• [Given instruction]: Update the rows below by changing each "keypoint" to "marker" and leaving everything else as it is.

• [Exercise data]:
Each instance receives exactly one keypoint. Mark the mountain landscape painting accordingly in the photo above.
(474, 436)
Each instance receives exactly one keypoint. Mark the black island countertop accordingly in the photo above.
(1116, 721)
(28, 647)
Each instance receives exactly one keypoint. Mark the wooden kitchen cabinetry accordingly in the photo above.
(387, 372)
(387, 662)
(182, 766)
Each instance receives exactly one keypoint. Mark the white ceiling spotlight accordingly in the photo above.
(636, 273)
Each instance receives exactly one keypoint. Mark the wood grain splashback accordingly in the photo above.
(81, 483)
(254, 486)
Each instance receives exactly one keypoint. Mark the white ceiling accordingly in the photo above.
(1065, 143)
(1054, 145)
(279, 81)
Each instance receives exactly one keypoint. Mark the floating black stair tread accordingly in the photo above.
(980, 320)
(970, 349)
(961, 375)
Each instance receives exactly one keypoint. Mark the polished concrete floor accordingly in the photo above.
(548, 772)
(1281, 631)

• [Solution for this task]:
Each instance receives exactly one marker. Mark the mountain landscape painting accordingly in the photo above.
(474, 436)
Each instance receives exactly one marker. Mark the black island countertop accordingly in the photo above.
(1116, 721)
(28, 647)
Each instance receives exactly one marker. Mark the wooden kitchen cabinetry accordingly in the photo above.
(387, 372)
(387, 662)
(182, 766)
Each instance receives exactly one marker. Mark the white ceiling spotlight accordingly in the photo above.
(636, 273)
Each instance receives exactly one marker. Mark the wood grain splashback accordingly in the photo above.
(81, 483)
(254, 486)
Each instance receives exactly one marker. Mark the white ceiling accordingly in the photo above.
(1065, 143)
(1054, 145)
(279, 81)
Each instance receives exactly one marker. Mark the floating black stair tread accordingly in the photo above.
(980, 320)
(970, 349)
(961, 375)
Each instance receives exactly one marker. Mark the polished concrete floor accordingly in the photo above.
(548, 772)
(1281, 631)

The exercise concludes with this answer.